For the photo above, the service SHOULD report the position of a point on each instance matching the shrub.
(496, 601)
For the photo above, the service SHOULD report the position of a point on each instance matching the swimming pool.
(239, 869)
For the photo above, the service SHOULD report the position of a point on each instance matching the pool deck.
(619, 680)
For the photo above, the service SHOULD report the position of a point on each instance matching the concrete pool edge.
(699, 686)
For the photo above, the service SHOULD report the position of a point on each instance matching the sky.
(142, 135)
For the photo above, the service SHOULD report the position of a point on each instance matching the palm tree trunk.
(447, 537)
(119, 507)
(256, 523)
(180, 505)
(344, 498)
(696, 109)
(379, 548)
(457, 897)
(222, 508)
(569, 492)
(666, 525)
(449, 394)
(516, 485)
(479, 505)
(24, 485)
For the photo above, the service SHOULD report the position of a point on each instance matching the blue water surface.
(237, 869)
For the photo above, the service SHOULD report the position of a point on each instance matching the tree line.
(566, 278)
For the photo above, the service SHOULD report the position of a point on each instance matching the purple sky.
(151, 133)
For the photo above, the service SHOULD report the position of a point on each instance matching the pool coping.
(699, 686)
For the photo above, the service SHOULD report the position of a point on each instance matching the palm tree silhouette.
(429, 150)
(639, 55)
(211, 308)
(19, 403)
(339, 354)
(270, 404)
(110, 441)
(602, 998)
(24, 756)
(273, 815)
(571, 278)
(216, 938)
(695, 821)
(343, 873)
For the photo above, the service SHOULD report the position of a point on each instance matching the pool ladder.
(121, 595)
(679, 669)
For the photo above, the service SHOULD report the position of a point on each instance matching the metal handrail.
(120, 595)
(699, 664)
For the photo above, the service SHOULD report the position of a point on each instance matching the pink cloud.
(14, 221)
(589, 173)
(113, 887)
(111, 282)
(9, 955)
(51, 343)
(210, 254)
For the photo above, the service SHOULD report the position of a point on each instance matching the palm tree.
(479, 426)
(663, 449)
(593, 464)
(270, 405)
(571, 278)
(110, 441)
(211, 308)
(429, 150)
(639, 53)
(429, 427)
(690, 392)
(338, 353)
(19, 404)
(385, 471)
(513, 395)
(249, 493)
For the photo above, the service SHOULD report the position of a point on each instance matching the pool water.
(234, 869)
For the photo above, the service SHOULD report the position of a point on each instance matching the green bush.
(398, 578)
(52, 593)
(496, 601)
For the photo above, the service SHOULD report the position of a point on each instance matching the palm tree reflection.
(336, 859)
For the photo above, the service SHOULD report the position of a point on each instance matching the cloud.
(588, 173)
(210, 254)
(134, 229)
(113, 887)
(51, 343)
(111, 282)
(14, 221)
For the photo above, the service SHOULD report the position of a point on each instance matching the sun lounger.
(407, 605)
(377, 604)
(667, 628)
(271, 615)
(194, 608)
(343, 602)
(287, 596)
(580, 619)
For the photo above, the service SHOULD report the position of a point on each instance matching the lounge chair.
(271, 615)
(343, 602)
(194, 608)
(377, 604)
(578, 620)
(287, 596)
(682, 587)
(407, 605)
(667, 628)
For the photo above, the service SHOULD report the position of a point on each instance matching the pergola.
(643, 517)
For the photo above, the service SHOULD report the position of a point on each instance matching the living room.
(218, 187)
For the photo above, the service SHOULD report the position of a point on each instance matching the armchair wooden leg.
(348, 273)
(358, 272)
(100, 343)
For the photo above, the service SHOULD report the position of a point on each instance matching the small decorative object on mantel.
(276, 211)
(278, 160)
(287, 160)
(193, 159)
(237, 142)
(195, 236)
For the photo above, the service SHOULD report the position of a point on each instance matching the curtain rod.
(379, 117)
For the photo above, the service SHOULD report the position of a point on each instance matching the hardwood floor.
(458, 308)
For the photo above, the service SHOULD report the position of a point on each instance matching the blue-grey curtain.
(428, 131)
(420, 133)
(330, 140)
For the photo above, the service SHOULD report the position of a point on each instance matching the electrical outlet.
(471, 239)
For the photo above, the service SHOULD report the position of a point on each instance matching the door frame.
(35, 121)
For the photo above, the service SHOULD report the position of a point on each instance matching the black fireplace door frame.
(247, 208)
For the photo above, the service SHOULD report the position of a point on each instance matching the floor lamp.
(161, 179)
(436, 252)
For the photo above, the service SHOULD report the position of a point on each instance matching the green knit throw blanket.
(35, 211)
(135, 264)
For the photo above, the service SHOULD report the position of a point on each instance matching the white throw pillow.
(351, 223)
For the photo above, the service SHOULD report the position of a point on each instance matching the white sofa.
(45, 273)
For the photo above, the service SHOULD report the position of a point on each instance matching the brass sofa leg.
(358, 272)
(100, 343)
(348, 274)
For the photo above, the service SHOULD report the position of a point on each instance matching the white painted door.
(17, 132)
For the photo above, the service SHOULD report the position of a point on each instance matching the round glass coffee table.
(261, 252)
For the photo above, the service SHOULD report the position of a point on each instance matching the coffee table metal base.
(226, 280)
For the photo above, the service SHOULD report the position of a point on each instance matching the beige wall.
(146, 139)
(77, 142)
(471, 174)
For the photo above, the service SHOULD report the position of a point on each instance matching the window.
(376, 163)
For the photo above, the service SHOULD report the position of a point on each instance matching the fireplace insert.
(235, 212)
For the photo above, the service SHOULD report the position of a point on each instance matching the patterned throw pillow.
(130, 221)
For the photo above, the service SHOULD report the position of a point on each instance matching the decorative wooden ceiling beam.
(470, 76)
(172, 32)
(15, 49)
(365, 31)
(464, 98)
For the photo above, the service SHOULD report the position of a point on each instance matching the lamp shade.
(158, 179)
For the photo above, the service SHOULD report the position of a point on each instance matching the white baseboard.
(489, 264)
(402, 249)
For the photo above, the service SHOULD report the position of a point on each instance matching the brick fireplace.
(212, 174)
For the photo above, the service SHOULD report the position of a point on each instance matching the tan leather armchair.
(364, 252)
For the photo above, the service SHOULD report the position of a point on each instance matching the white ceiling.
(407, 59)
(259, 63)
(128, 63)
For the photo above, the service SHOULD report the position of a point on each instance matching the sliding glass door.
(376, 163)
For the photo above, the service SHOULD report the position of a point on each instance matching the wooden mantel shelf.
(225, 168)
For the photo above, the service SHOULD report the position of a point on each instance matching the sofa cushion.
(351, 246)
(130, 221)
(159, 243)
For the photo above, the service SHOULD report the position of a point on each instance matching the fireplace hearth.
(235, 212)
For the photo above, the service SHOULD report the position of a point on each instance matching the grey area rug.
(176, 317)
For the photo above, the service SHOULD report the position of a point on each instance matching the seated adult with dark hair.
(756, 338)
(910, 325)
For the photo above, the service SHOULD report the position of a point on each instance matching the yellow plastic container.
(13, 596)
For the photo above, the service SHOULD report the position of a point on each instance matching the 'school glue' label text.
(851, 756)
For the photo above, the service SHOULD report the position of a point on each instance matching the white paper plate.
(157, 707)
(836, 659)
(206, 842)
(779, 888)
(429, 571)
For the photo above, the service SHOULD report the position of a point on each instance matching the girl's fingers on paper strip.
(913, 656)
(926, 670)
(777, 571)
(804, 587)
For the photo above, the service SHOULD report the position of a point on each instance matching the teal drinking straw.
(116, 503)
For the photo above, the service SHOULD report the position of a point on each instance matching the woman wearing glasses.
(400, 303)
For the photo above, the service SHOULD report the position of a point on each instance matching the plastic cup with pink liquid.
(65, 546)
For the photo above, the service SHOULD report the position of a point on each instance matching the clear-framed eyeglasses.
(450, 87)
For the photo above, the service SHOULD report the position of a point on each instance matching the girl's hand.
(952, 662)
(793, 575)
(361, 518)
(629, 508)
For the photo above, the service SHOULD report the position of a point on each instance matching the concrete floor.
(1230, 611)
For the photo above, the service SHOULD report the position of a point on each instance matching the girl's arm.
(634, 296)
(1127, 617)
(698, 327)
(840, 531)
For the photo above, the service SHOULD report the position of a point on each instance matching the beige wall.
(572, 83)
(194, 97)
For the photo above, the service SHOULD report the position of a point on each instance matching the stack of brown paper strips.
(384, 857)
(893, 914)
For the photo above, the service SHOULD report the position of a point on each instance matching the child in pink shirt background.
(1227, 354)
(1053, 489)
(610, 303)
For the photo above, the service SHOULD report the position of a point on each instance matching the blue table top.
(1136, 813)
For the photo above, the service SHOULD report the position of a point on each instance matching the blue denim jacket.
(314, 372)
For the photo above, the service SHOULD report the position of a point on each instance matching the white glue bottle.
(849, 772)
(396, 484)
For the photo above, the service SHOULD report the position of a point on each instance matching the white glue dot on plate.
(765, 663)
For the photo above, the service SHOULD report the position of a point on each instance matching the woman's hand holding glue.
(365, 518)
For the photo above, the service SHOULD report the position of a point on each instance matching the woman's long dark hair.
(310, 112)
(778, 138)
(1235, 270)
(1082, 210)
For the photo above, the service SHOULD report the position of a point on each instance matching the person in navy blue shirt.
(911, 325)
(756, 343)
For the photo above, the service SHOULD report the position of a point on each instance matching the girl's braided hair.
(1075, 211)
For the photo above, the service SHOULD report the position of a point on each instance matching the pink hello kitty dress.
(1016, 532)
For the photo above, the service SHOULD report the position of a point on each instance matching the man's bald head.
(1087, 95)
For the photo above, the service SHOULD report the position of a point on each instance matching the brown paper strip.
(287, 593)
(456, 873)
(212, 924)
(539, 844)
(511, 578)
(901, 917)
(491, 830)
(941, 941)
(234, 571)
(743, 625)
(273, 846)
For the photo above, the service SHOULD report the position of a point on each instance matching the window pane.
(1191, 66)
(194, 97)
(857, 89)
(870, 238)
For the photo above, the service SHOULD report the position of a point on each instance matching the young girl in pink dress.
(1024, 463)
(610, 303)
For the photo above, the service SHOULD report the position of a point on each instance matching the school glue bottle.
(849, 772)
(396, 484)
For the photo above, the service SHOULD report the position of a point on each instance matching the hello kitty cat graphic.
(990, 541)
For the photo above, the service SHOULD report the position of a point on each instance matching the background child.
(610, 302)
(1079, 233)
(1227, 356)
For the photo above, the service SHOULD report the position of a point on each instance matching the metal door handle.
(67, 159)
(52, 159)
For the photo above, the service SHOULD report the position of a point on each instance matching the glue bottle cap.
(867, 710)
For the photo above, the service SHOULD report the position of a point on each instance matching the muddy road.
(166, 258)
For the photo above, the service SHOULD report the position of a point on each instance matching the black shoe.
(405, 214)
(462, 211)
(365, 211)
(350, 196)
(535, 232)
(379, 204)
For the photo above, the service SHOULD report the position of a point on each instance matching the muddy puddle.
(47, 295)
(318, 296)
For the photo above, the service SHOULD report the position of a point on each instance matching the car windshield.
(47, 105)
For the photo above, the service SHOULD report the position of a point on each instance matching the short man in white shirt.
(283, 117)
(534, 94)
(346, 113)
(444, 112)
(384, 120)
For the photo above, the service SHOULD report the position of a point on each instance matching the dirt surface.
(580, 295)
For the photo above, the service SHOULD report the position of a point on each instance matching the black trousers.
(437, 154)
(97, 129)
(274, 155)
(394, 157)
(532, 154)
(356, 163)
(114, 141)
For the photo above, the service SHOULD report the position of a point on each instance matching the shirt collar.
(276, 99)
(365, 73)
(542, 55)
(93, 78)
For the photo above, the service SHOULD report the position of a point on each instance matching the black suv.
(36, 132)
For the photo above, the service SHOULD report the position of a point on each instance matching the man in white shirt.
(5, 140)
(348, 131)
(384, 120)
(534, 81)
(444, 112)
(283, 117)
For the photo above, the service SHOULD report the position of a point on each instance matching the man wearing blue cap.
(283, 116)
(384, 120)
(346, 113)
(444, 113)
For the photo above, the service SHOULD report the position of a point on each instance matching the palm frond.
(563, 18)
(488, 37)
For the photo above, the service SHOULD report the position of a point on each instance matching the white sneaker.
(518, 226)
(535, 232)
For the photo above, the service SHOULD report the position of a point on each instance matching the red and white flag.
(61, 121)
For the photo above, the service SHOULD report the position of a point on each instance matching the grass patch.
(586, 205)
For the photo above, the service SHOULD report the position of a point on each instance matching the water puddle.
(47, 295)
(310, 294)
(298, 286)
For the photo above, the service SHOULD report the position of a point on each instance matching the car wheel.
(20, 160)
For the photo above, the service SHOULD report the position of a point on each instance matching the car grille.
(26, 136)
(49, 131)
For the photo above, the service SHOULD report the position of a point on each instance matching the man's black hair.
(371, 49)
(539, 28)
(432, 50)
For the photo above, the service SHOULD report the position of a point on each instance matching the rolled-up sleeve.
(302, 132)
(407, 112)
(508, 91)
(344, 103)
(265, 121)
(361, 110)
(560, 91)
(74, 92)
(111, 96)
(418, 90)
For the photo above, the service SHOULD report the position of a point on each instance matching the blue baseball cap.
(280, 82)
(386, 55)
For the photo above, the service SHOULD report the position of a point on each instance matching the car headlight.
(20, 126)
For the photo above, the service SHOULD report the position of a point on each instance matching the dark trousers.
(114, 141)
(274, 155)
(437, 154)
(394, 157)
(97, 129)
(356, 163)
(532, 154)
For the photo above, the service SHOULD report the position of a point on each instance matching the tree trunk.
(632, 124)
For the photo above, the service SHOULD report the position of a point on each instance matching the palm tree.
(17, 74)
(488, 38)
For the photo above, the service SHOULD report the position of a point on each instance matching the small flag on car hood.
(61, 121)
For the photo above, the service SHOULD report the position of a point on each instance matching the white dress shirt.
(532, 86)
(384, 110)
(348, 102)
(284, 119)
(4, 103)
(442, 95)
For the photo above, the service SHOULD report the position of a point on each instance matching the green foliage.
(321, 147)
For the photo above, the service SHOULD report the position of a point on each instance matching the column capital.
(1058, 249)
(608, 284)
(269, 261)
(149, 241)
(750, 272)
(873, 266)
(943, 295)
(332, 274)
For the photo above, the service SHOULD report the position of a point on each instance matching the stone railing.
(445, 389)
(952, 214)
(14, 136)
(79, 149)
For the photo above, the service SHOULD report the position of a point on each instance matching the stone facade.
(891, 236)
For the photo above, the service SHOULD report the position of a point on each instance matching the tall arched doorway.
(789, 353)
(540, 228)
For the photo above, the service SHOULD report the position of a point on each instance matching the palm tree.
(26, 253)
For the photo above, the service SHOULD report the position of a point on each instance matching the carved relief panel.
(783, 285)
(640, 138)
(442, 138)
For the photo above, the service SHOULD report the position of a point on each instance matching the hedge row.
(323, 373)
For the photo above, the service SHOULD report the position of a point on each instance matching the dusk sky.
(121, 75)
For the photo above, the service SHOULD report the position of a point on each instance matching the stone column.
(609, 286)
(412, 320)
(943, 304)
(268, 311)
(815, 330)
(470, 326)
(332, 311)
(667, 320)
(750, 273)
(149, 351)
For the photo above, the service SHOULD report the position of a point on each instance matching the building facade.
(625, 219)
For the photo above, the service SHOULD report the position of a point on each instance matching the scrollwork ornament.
────────
## [Task brief]
Please rewrite the rows above from the line with "navy blue shirt." to the line with "(1075, 211)", both ends included. Keep every line, and scale each point coordinate by 1.7, rounding to the nearest whole number with halves going up.

## [Task answer]
For the photo above, the service SHOULD report the position of a point on each instance matching the person in navy blue shirt.
(1549, 553)
(1285, 583)
For the photo above, the service SHOULD report the position of a point on each instance matching the girl's braided hair.
(1828, 359)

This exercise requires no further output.